• 抜粋本文
別紙 関係法令等の要旨

1 相続税法関係

    • (1) 相続税法第22条《評価の原則》は、同法第3章《財産の評価》で特別の定めのあるものを除くほか、相続等により取得した財産の価額は、当該財産の取得の時における時価による旨規定している。
    • (2) 財産評価基本通達(昭和39年4月25日付直資56ほか国税庁長官通達。以下「評価通達」という。)1《評価の原則》の(3)は、財産の評価に当たっては、その財産の価額に影響を及ぼすべき全ての事情を考慮する旨定めている。

2 土壌汚染対策法関係

    • (1) 土壌汚染対策法(平成29年法律第33号による改正前のもの。以下同じ。)第2条《定義》第1項は、「特定有害物質」とは、鉛、砒素、トリクロロエチレンその他の物質(放射性物質を除く。)であって、それが土壌に含まれることに起因して人の健康に係る被害を生ずるおそれがあるものとして政令で定めるものをいう旨規定している。
       また、同法第2条第2項は、「土壌汚染状況調査」とは、同法第3条《使用が廃止された有害物質使用特定施設に係る工場又は事業場の敷地であった土地の調査》第1項、第4条《土壌汚染のおそれがある土地の形質の変更が行われる場合の調査》第2項及び第5条《土壌汚染による健康被害が生ずるおそれがある土地の調査》の土壌の特定有害物質による汚染の状況の調査をいう旨規定している。
       そして、土壌汚染対策法施行令(平成28年政令第74号による改正前のもの。以下同じ。)第1条《特定有害物質》は、同法第2条第1項の政令で定める物質は、次のイないしチに記載する同施行令第1条の各号に、それぞれ次のイないしチの物質を掲げている。
      イ シス−一・二−ジクロロエチレン(第9号)
      ロ テトラクロロエチレン(第14号)
      ハ トリクロロエチレン(第18号)
      ニ 鉛及びその化合物(第19号)
      ホ 砒素及びその化合物(第20号)
      ヘ ふっ素及びその化合物(第21号)

• 取り組む課題
1. 関係法令の要旨によれば、特定有害物質として政令で定められるのはどのような物質か。その理由にあたる部分を含めて、一文から三文で説明せよ。
2. 関係法令の要旨を、「ヘ ふっ素及びその化合物(第21号)」に続く形で書き継げ。
この後に続く一覧は、関係法令の要旨とは別個の資料である。

• 提供資料

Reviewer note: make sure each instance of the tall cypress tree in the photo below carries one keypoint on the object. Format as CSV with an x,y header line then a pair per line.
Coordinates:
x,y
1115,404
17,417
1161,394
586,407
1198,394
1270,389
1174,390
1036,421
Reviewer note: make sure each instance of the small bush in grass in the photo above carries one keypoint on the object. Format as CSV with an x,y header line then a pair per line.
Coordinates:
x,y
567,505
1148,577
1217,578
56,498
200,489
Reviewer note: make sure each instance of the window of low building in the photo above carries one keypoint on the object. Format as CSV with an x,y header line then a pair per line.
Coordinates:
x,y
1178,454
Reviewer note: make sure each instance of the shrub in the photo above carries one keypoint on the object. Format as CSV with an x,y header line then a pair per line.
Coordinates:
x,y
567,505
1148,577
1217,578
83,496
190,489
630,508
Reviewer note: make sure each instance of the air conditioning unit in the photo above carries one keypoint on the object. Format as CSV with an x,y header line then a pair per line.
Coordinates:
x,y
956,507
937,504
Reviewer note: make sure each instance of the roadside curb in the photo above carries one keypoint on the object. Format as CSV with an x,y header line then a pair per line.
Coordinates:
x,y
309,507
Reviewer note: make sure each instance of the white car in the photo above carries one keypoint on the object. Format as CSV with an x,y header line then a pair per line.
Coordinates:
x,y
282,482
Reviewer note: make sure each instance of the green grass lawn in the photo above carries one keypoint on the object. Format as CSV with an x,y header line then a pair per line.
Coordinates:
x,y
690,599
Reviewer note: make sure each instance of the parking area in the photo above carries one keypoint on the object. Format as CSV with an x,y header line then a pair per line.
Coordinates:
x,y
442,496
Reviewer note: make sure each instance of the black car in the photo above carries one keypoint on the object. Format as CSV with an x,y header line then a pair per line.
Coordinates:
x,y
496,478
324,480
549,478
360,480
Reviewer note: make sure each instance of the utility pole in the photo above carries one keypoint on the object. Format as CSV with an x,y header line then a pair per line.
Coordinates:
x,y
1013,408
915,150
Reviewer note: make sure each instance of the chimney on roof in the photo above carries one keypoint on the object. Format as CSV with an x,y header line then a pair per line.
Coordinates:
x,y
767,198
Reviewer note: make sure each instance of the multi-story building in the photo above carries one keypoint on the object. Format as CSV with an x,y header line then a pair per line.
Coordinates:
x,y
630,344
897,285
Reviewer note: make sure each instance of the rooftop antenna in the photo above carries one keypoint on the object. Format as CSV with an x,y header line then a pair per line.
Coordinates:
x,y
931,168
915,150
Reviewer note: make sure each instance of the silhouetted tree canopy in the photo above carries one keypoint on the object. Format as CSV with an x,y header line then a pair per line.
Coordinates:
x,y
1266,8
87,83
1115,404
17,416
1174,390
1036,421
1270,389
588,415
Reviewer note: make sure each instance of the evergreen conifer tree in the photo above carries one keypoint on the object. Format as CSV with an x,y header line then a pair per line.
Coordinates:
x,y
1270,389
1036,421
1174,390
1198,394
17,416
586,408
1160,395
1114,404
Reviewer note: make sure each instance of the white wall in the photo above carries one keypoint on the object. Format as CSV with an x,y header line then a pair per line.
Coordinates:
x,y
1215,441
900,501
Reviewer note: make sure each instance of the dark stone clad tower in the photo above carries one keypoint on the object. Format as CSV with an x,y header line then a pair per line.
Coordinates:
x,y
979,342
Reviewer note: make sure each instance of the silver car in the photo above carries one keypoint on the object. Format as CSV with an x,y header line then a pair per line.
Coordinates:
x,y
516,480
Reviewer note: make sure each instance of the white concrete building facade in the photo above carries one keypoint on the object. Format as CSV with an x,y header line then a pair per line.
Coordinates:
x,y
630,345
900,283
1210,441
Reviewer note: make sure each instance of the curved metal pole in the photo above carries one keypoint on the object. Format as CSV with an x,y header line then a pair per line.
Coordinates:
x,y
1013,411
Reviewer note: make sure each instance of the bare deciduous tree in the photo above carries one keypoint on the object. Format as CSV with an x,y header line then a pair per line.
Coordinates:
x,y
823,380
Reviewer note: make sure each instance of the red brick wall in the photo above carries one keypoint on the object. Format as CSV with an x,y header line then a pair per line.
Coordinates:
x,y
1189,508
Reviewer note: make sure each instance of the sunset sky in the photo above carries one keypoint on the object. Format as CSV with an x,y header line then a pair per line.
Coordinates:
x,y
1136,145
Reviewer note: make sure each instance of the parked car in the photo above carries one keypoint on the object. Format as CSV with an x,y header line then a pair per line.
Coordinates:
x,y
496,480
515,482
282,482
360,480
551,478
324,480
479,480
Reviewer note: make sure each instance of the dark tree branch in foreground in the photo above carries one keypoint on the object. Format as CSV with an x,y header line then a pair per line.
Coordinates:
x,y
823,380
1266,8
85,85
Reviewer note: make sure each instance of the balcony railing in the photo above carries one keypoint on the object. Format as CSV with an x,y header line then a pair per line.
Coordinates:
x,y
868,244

• 課題別の解答
1. 特定有害物質とは、鉛、砒素、トリクロロエチレンその他の物質のうち、土壌に含まれることに起因して人の健康に係る被害を生ずるおそれがあるとして政令で定められたものである。ただし、放射性物質は除かれる。

2.
      ト ベンゼン(第22号)
      チ ほう素及びその化合物(第23号)
    • (2) 土壌汚染対策法第3条第1項本文は、使用が廃止された有害物質使用特定施設(水質汚濁防止法第2条《定義》第2項に規定する特定施設であって、同項第1号に規定する物質(特定有害物質であるものに限る。)をその施設において製造し、使用し、又は処理するものをいう。以下同じ。)に係る工場又は事業場の敷地であった土地の所有者、管理者又は占有者(以下「所有者等」という。)であって、当該有害物質使用特定施設を設置していたもの又は土壌汚染対策法第3条第3項の規定により都道府県知事(同法第64条《政令で定める市の長による事務の処理》に規定する市の長を含む。以下同じ。)から通知を受けたものは、環境省令で定めるところにより、当該土地の土壌の特定有害物質による汚染の状況について、環境大臣又は都道府県知事が指定する者に環境省令で定める方法により調査させて、その結果を都道府県知事に報告しなければならない旨規定しており、同法第3条第1項ただし書は、環境省令で定めるところにより、当該土地について予定されている利用の方法からみて土壌の特定有害物質による汚染により人の健康に係る被害が生ずるおそれがない旨の都道府県知事の確認を受けたときは、この限りでない旨規定している。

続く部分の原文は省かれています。